Rewrite every row below as a Markdown table with two columns, Row and Line, numbering each row in order and leaving out any blank lines.

[A few rows]
# # # # #

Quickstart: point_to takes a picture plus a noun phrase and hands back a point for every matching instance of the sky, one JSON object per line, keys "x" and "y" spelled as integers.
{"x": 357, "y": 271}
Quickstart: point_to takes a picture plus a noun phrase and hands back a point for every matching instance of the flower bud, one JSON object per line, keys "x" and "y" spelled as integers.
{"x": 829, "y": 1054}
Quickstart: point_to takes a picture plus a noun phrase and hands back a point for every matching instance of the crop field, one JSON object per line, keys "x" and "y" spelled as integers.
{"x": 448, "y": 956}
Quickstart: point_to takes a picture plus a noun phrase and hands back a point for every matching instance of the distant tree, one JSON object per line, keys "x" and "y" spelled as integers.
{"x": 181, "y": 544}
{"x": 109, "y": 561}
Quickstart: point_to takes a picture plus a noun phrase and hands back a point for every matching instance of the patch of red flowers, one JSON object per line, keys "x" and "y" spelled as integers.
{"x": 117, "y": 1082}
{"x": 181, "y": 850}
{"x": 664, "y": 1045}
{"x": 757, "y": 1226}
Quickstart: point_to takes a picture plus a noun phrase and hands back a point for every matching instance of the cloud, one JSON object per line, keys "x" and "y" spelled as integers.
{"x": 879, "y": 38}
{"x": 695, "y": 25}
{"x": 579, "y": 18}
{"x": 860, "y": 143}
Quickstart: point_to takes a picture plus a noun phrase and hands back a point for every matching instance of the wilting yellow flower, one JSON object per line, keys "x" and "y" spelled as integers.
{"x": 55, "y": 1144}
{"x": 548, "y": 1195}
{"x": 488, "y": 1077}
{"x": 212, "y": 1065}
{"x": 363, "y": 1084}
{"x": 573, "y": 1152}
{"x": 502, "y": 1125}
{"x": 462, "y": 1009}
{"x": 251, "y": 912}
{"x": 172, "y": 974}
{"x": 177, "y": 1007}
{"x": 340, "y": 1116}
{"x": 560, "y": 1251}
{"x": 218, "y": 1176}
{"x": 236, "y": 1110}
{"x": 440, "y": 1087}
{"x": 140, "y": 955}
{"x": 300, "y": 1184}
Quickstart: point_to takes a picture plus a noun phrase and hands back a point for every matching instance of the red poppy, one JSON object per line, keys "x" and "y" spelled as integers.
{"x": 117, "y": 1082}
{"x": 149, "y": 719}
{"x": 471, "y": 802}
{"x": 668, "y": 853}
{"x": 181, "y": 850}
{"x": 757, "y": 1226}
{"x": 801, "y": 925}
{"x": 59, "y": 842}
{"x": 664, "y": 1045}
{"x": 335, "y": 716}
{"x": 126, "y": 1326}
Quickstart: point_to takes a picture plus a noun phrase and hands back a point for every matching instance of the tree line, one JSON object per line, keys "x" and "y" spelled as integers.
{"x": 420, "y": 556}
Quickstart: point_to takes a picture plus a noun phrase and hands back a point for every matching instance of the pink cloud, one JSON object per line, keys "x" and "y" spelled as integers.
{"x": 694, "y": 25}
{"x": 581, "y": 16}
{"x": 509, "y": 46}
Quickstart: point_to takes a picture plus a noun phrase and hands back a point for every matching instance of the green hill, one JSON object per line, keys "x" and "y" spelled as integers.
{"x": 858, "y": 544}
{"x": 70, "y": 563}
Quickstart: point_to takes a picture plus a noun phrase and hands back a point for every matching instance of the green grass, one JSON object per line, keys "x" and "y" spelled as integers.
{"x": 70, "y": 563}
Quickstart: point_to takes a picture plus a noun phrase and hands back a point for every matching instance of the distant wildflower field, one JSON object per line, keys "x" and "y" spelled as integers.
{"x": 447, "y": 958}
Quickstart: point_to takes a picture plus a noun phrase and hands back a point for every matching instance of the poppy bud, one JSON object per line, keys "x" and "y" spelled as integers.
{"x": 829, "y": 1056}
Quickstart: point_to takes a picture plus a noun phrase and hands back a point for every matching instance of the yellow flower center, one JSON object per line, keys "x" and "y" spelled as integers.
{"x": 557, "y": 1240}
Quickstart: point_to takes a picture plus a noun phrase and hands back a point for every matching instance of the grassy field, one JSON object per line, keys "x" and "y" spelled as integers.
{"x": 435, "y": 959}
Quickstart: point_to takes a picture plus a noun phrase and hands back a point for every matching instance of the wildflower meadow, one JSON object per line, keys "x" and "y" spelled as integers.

# # # # #

▸ **Result of the task**
| Row | Line |
|---|---|
| 1 | Quickstart: point_to takes a picture plus a noun phrase and hands back a point for every matching instance of the sky, one JSON object per line, keys "x" and "y" spelled as integers. |
| 2 | {"x": 357, "y": 271} |
| 3 | Quickstart: point_to takes a picture plus a noun phrase and hands back a point for every matching instance of the flower bud, one JSON object per line, keys "x" and "y" spelled as integers. |
| 4 | {"x": 829, "y": 1054} |
| 5 | Quickstart: point_to takes a picture plus a noun phrase and hands back a point for every matching instance of the crop field, one JSON object per line, keys "x" and "y" spelled as integers. |
| 6 | {"x": 448, "y": 956} |
| 7 | Quickstart: point_to takes a picture plus a noun phrase and hands back a point for every matching instance of the distant tree, one JSON object per line, keys "x" and "y" spelled as integers. |
| 8 | {"x": 181, "y": 544} |
| 9 | {"x": 109, "y": 561} |
| 10 | Quickstart: point_to takes a picture plus a noun phrase and hands back a point for every matching instance of the patch of red flowers, one JSON object per line, keys "x" and "y" spelled as integers. |
| 11 | {"x": 117, "y": 1082} |
| 12 | {"x": 181, "y": 850} |
| 13 | {"x": 664, "y": 1045} |
| 14 | {"x": 757, "y": 1226} |
| 15 | Quickstart: point_to takes a picture plus a noun phrase and hands back a point for every matching instance of the cloud, one JSON object per line, keys "x" and "y" spelled as integers. |
| 16 | {"x": 879, "y": 38} |
| 17 | {"x": 695, "y": 25} |
| 18 | {"x": 579, "y": 18} |
| 19 | {"x": 860, "y": 143} |
| 20 | Quickstart: point_to takes a picture plus a noun phrase and hands back a point for every matching instance of the wilting yellow flower, one JSON object per line, keys "x" and "y" spelled as integers. |
| 21 | {"x": 55, "y": 1144} |
| 22 | {"x": 548, "y": 1195} |
| 23 | {"x": 488, "y": 1077} |
| 24 | {"x": 212, "y": 1065} |
| 25 | {"x": 363, "y": 1084} |
| 26 | {"x": 573, "y": 1152} |
| 27 | {"x": 502, "y": 1125} |
| 28 | {"x": 462, "y": 1009} |
| 29 | {"x": 251, "y": 912} |
| 30 | {"x": 172, "y": 974} |
| 31 | {"x": 177, "y": 1007} |
| 32 | {"x": 340, "y": 1116} |
| 33 | {"x": 560, "y": 1251} |
| 34 | {"x": 218, "y": 1176} |
| 35 | {"x": 236, "y": 1110} |
| 36 | {"x": 440, "y": 1087} |
| 37 | {"x": 140, "y": 955} |
| 38 | {"x": 300, "y": 1184} |
| 39 | Quickstart: point_to takes a picture plus a noun phrase and hands back a point for every matching instance of the red poppy, one JSON object per line, keys "x" and "y" spelled as integers. |
| 40 | {"x": 117, "y": 1082} |
| 41 | {"x": 149, "y": 719} |
| 42 | {"x": 471, "y": 802} |
| 43 | {"x": 668, "y": 853} |
| 44 | {"x": 181, "y": 850} |
| 45 | {"x": 757, "y": 1226} |
| 46 | {"x": 801, "y": 925} |
| 47 | {"x": 59, "y": 842} |
| 48 | {"x": 664, "y": 1045} |
| 49 | {"x": 335, "y": 716} |
| 50 | {"x": 126, "y": 1326} |
| 51 | Quickstart: point_to takes a picture plus a noun phrase and hands back a point for every matching instance of the tree line, one JSON object per line, keys "x" and "y" spelled as integers. |
| 52 | {"x": 420, "y": 556} |
| 53 | Quickstart: point_to takes a picture plus a noun phrase and hands back a point for every matching instance of the pink cloud, one JSON object per line, keys "x" and "y" spelled as integers. |
| 54 | {"x": 694, "y": 25} |
| 55 | {"x": 581, "y": 16} |
| 56 | {"x": 509, "y": 46} |
| 57 | Quickstart: point_to takes a picture plus a noun phrase and hands back a point for every matching instance of the green hill, one JSON object per line, keys "x" and "y" spelled as integers. |
| 58 | {"x": 858, "y": 544} |
| 59 | {"x": 70, "y": 563} |
| 60 | Quickstart: point_to takes a picture plus a noun phrase and hands back a point for every matching instance of the green grass, one JSON object per line, keys "x" and "y" spelled as integers. |
| 61 | {"x": 70, "y": 563} |
| 62 | Quickstart: point_to takes a picture plus a noun phrase and hands back a point for every matching instance of the distant wildflower field, one JSON object per line, keys "x" and "y" spelled as integers. |
| 63 | {"x": 447, "y": 958} |
| 64 | Quickstart: point_to takes a picture plus a noun phrase and hands back a point for every matching instance of the poppy bud, one JSON object per line, keys "x" and "y" spelled as integers. |
| 65 | {"x": 829, "y": 1056} |
| 66 | Quickstart: point_to takes a picture plus a noun phrase and hands back a point for every matching instance of the yellow flower center, one JSON object per line, keys "x" and "y" spelled as integers. |
| 67 | {"x": 557, "y": 1240} |
| 68 | Quickstart: point_to takes a picture plus a noun phrase and hands back a point for every matching instance of the grassy field, one JSON object per line, keys "x" and "y" spelled as integers. |
| 69 | {"x": 435, "y": 959} |
| 70 | Quickstart: point_to takes a picture plus a noun phrase and hands back a point for every matching instance of the wildflower meadow, one JSON object per line, keys "x" and "y" spelled as integers. |